What to work on →
1. Please list the particles that the physics text classifies as heavy charged particles.
2. Find each line in the rows that contains the string "blue" and copy it out in full. Treat uppercase and lowercase as distinct.

____ Reading text

5.1. Excitation and Ionization by Electrons

These processes occur in the familiar fluorescent light bulb, in an X-ray machine, or in matter exposed to beta particles. If an electron that enters a material has a very low energy, it will merely migrate without affecting the molecules significantly. If its energy is large, it may impart energy to atomic electrons as described by the Bohr theory (Chapter 2), causing excitation of electrons to higher energy states or producing ionization, with subsequent emission of light. When electrons of inner orbits in heavy elements are displaced, the resultant high-energy radiation is classed as X-rays. These rays, which are so useful for internal examination of the human body, are produced by accelerating electrons in a vacuum chamber to energies in the kilovolt range and allowing them to strike a heavy element target. In addition to the X-rays as a result of transitions in the electron orbits, a similar radiation called bremsstrahlung (German: braking radiation) is produced. It arises from the deflection and resulting acceleration of electrons as they encounter nuclei.

Beta particles as electrons from nuclear reactions have energies in the range 0.01 to 1 MeV and thus are capable of producing large amounts of ionization as they penetrate a substance. As a rough rule of thumb, approximately 32 eV of energy is required to produce one ion pair. The beta particles lose energy with each event and eventually are stopped. For electrons of 1 MeV energy, the range, as the typical distance of penetration, is no more than a few millimeters in liquids and solids or a few meters in air.

5.2. Heavy Charged Particle Stopping by Matter

Charged particles such as protons, alpha particles, and fission fragment ions are classified as heavy, being much more massive that the electron. For a given energy, their speed is lower than that of an electron, but their momentum is greater, and they are less readily deflected on collision. The mechanism by which they slow down in matter is mainly electrostatic interaction with the atomic electrons and with nuclei. In each case the Coulomb force, varying as 1/r2 with distance of separation r, determines the result of a collision. Figure 5.1 illustrates the effect of the passage of an ion by an atom. An electron is displaced and gains energy in a large amount compared with its binding in the atom, creating an ion. Application of the collision formulas of Exercise 4.19 leads to the energy change when a heavy particle of mass mH and energy E0 collides head-on with an electron of mass me, as approximately 4(me/mH) E0. For example, for an alpha particle of 5 MeV, the loss by the projectile and the gain by the target are 4(0.000549/4.00) 5 = 0.00274 MeV or 2.74 keV. The electron is energetic enough to produce secondary ionization, whereas hundreds of collisions are needed to reduce the alpha particle's energy by as little as 1 MeV. As the result of primary and secondary processes, a great deal of ionization is produced by heavy ions as they move through matter.

________
____ Data records

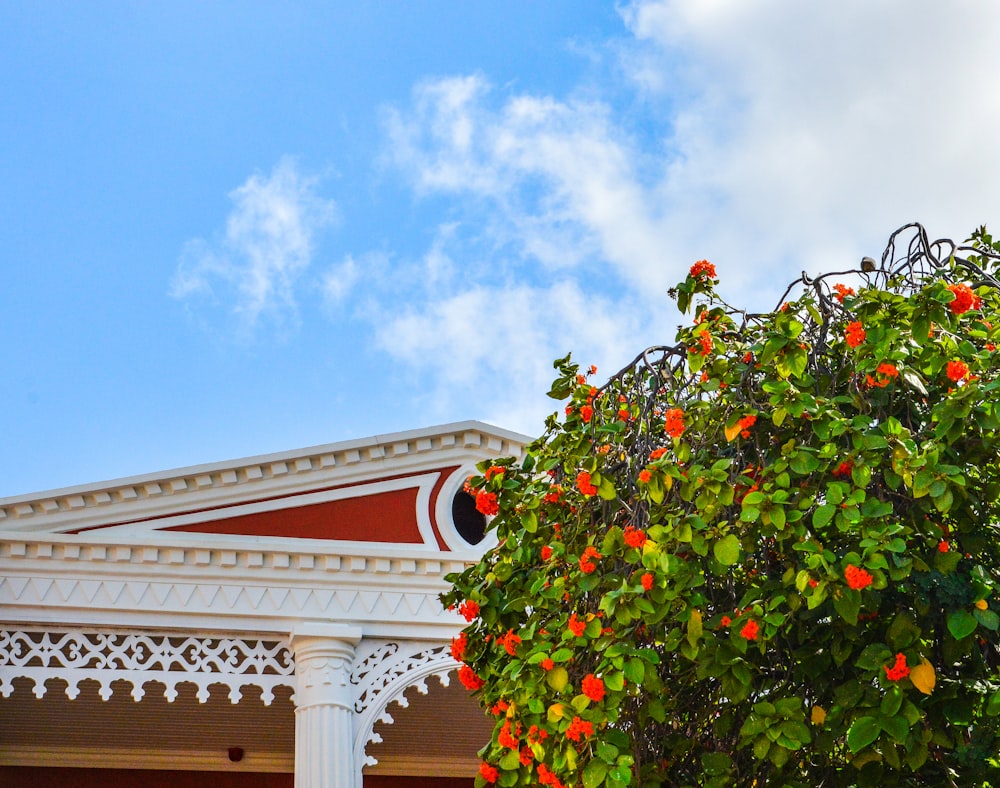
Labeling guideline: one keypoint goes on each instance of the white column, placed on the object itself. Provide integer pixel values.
(324, 705)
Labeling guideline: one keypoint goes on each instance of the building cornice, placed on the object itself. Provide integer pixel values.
(221, 585)
(221, 484)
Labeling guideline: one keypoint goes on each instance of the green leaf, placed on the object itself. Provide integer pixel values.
(862, 733)
(961, 624)
(897, 727)
(823, 514)
(987, 618)
(848, 605)
(716, 763)
(727, 550)
(594, 773)
(557, 678)
(606, 489)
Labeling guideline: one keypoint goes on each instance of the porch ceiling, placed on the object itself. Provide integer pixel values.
(438, 734)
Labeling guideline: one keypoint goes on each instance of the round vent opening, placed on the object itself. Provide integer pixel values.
(469, 522)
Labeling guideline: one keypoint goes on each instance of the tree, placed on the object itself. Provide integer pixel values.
(767, 554)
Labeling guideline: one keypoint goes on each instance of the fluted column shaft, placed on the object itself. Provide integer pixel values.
(324, 705)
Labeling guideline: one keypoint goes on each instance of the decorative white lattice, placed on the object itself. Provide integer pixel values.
(106, 657)
(383, 675)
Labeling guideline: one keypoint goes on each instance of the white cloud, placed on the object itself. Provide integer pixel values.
(252, 270)
(490, 349)
(777, 136)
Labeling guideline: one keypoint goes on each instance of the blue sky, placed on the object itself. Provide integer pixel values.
(237, 228)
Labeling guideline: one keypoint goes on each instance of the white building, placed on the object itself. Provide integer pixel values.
(233, 624)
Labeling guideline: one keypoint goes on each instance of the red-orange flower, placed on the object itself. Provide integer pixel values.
(704, 344)
(965, 299)
(486, 502)
(586, 565)
(857, 578)
(548, 777)
(897, 671)
(583, 483)
(506, 737)
(703, 267)
(470, 680)
(634, 537)
(750, 630)
(854, 334)
(592, 687)
(553, 495)
(956, 370)
(579, 728)
(673, 422)
(844, 469)
(842, 291)
(510, 642)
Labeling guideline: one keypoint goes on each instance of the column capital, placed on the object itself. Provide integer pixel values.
(324, 700)
(315, 633)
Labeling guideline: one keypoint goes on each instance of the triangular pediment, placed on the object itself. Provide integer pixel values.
(394, 489)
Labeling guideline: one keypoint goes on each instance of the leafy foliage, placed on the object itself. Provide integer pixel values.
(765, 555)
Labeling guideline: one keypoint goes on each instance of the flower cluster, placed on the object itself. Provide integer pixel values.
(704, 343)
(469, 678)
(510, 642)
(586, 565)
(745, 424)
(576, 625)
(508, 738)
(592, 687)
(842, 291)
(886, 373)
(548, 777)
(956, 371)
(857, 578)
(584, 485)
(965, 299)
(579, 728)
(703, 268)
(750, 630)
(673, 422)
(844, 469)
(899, 670)
(634, 537)
(854, 334)
(486, 503)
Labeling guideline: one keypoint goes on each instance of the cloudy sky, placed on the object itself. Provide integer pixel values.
(234, 228)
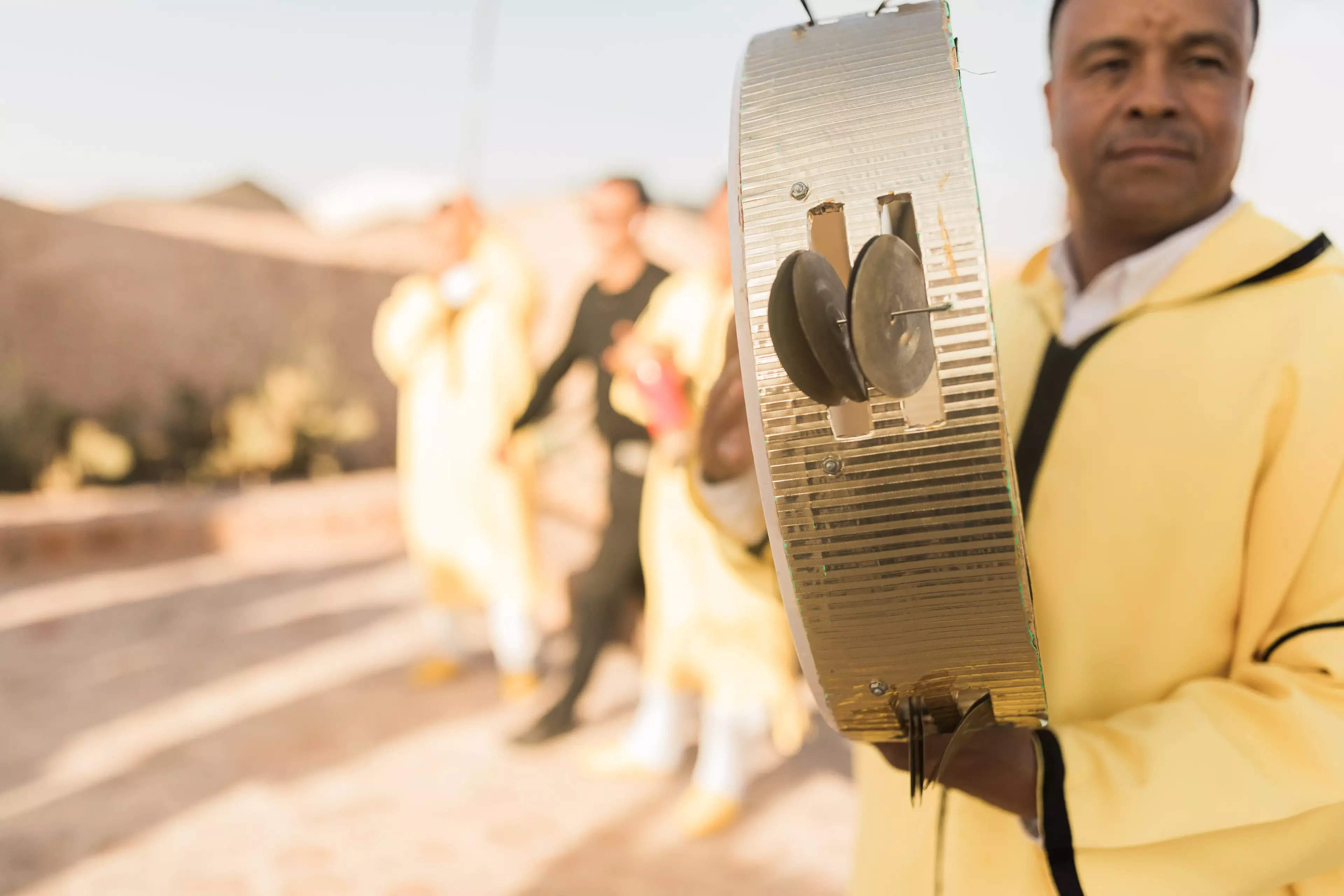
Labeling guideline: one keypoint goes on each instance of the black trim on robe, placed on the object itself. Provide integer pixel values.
(1054, 817)
(1057, 373)
(1061, 363)
(1288, 636)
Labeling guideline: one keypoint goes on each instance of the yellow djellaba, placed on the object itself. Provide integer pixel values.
(456, 346)
(1186, 542)
(715, 628)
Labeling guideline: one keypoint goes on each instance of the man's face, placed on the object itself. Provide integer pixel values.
(454, 230)
(1148, 108)
(613, 210)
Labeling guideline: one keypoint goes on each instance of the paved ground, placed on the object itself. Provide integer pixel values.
(224, 726)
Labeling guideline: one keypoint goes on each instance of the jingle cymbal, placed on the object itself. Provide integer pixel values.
(791, 343)
(891, 339)
(823, 311)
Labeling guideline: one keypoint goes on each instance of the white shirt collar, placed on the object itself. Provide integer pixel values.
(1126, 282)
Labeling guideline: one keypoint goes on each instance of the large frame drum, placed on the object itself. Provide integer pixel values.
(873, 385)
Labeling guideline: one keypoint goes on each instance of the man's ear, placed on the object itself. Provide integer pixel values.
(1050, 109)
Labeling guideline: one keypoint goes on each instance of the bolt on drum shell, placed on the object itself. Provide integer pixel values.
(899, 555)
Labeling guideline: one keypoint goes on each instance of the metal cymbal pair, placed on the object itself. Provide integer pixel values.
(832, 340)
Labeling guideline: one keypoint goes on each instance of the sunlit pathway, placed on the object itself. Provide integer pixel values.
(225, 726)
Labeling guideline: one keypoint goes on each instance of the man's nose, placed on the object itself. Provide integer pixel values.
(1154, 96)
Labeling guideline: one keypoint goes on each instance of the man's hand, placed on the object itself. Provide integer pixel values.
(995, 765)
(725, 439)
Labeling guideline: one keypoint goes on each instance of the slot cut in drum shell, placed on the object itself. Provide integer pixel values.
(893, 338)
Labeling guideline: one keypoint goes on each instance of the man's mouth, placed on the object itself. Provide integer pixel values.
(1151, 152)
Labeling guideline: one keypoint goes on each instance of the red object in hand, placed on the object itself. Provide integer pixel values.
(663, 389)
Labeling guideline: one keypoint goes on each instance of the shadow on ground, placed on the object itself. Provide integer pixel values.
(300, 739)
(62, 676)
(612, 860)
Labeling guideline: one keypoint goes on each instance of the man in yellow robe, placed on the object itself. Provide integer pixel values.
(713, 629)
(456, 346)
(1175, 383)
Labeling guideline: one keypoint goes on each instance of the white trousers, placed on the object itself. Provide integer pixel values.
(514, 636)
(660, 731)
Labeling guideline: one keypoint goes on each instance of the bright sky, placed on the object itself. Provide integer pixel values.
(104, 99)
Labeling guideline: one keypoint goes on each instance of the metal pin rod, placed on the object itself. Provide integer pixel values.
(945, 307)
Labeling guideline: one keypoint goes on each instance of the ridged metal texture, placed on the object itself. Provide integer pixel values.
(906, 567)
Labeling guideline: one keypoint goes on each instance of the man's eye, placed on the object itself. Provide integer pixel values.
(1112, 66)
(1206, 64)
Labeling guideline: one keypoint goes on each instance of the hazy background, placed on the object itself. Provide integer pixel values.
(103, 99)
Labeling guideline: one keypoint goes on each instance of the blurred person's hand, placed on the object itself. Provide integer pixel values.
(725, 439)
(628, 351)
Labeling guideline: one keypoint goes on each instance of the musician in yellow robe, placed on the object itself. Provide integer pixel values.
(713, 628)
(456, 346)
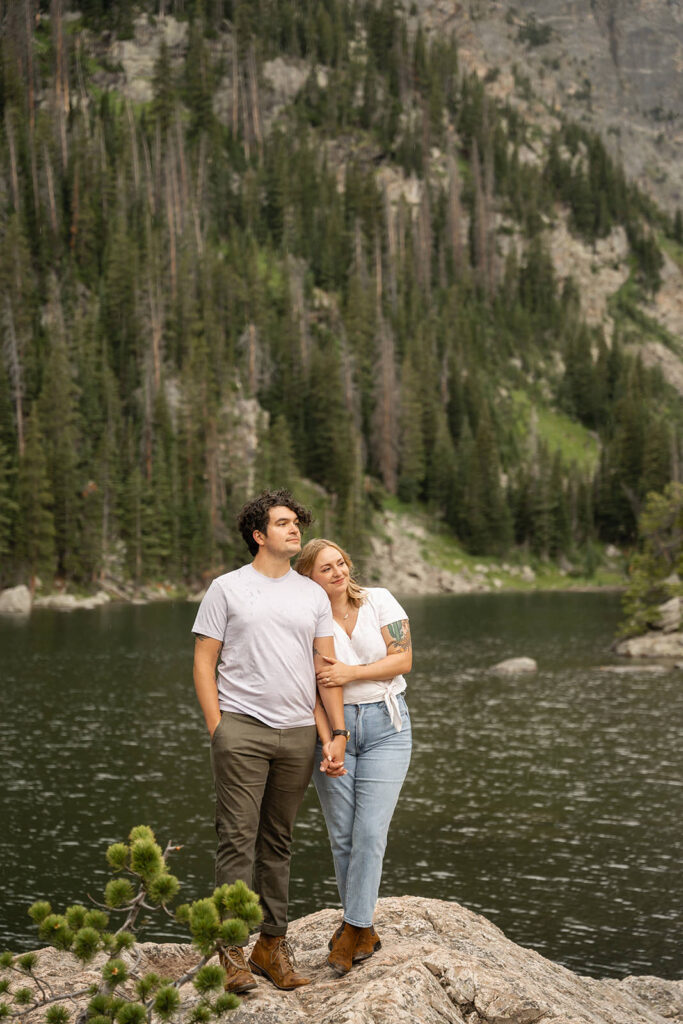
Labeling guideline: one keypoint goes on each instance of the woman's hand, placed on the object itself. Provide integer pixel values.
(333, 757)
(335, 673)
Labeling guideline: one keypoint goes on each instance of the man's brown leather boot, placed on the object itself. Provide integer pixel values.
(272, 957)
(343, 947)
(239, 977)
(369, 942)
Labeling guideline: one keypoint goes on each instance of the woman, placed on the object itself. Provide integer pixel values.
(373, 647)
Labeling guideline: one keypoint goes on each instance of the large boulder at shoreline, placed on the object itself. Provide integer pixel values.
(439, 964)
(515, 667)
(15, 600)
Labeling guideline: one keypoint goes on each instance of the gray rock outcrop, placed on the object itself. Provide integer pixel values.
(15, 600)
(439, 964)
(69, 602)
(515, 667)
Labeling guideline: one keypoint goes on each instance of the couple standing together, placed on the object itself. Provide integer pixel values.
(292, 670)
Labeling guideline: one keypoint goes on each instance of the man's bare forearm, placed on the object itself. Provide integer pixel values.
(207, 652)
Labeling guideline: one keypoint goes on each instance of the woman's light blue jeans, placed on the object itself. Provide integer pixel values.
(357, 807)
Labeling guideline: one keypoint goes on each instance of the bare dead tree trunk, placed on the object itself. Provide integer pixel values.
(61, 98)
(133, 146)
(73, 231)
(15, 375)
(255, 103)
(489, 189)
(50, 189)
(29, 20)
(386, 418)
(244, 107)
(379, 285)
(182, 192)
(148, 177)
(424, 246)
(299, 311)
(198, 201)
(390, 220)
(480, 231)
(236, 87)
(455, 222)
(252, 357)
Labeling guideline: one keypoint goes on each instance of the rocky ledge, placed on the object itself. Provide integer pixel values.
(439, 964)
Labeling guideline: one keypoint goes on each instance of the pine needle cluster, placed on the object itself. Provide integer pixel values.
(141, 883)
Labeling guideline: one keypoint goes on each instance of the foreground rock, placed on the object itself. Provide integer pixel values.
(15, 601)
(515, 667)
(439, 964)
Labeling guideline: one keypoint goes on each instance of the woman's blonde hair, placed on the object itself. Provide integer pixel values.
(306, 560)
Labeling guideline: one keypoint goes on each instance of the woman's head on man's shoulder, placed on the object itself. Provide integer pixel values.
(329, 565)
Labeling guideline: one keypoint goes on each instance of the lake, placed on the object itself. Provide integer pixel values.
(550, 803)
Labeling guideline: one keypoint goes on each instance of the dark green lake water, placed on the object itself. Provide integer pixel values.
(551, 803)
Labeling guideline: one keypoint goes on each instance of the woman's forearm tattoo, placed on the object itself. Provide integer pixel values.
(400, 635)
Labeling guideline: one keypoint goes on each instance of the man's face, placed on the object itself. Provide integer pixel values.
(283, 537)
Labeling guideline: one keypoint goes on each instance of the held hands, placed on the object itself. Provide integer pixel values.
(335, 673)
(333, 757)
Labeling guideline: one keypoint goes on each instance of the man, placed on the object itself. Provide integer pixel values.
(267, 630)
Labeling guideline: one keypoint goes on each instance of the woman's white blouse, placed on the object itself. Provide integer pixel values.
(367, 645)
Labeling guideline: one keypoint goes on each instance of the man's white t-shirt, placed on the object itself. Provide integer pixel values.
(267, 627)
(367, 645)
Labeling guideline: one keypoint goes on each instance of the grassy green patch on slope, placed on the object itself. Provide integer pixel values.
(560, 433)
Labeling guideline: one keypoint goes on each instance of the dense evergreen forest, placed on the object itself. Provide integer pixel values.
(194, 306)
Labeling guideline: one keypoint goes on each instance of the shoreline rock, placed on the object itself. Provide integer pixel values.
(15, 600)
(515, 667)
(439, 964)
(653, 644)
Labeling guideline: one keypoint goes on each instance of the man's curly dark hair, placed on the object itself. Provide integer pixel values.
(255, 514)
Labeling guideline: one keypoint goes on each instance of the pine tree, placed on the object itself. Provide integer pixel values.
(7, 508)
(35, 535)
(59, 429)
(412, 460)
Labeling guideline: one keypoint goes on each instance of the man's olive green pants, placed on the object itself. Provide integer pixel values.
(260, 775)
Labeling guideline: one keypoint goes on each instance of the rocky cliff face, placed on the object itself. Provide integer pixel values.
(613, 65)
(439, 964)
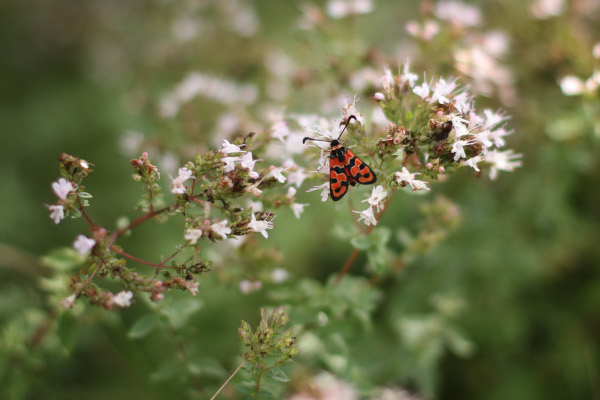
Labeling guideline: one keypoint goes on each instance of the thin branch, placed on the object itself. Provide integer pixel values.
(354, 255)
(116, 250)
(92, 225)
(227, 381)
(139, 220)
(96, 270)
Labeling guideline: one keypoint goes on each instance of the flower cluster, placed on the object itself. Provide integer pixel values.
(269, 346)
(210, 184)
(433, 129)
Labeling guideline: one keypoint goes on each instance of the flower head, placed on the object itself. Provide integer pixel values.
(221, 228)
(62, 188)
(377, 196)
(192, 235)
(123, 299)
(324, 190)
(502, 161)
(368, 216)
(177, 185)
(227, 148)
(57, 213)
(67, 302)
(260, 226)
(84, 244)
(405, 177)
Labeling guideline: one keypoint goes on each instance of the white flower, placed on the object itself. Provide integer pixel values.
(247, 286)
(350, 109)
(342, 8)
(177, 186)
(441, 91)
(221, 228)
(297, 177)
(247, 162)
(277, 174)
(458, 13)
(229, 163)
(280, 130)
(502, 160)
(192, 235)
(279, 275)
(123, 299)
(543, 9)
(83, 244)
(484, 137)
(67, 302)
(387, 81)
(472, 162)
(429, 29)
(298, 209)
(62, 188)
(492, 119)
(405, 176)
(368, 216)
(377, 196)
(260, 226)
(324, 190)
(326, 386)
(254, 189)
(57, 213)
(571, 85)
(422, 91)
(458, 149)
(498, 137)
(408, 76)
(459, 125)
(227, 148)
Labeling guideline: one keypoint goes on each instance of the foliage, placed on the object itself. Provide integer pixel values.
(444, 286)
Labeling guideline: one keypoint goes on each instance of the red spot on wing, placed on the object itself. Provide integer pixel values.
(338, 180)
(358, 170)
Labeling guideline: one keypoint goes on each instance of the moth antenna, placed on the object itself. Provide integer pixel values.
(316, 140)
(345, 126)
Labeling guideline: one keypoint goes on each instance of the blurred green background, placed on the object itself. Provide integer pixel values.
(524, 262)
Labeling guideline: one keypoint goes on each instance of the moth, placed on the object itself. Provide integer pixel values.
(345, 168)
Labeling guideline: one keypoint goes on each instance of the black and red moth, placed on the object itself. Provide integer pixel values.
(345, 168)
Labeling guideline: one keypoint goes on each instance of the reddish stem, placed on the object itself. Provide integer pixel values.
(139, 220)
(121, 252)
(96, 270)
(92, 225)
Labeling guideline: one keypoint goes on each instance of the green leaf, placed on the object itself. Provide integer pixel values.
(63, 259)
(68, 330)
(278, 375)
(143, 326)
(361, 242)
(245, 387)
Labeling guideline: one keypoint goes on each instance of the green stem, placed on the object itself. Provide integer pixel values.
(258, 380)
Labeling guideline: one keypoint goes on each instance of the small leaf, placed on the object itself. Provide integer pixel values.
(361, 242)
(278, 375)
(246, 387)
(68, 330)
(143, 326)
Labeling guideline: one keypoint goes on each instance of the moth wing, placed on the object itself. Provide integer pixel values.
(338, 179)
(358, 171)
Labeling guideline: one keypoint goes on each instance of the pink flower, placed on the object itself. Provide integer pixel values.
(62, 188)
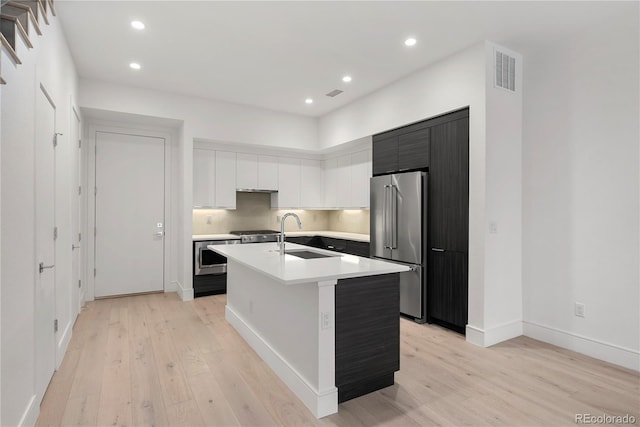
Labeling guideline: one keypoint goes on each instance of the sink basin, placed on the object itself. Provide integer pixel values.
(301, 253)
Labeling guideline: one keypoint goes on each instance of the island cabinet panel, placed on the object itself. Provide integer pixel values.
(367, 321)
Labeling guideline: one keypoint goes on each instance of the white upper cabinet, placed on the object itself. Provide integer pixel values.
(330, 180)
(246, 171)
(204, 178)
(225, 181)
(343, 177)
(267, 172)
(311, 184)
(214, 179)
(288, 195)
(360, 174)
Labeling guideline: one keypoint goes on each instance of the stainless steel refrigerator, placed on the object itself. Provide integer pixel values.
(398, 233)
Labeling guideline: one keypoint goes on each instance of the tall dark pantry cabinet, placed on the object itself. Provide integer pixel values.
(439, 146)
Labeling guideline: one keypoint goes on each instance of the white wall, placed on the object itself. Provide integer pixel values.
(503, 248)
(48, 63)
(581, 192)
(453, 83)
(206, 119)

________

Results for the exercise →
1. Protons, alpha particles, and fission fragment ions.

2.
Labeling guideline: one keypoint goes on each instance of the blue sky, placed on the object itself. Provide integer pixel values.
Labeling guideline: one keypoint goes on each instance of the woman's light blue jeans, placed on the object itself. Provide integer pixel values.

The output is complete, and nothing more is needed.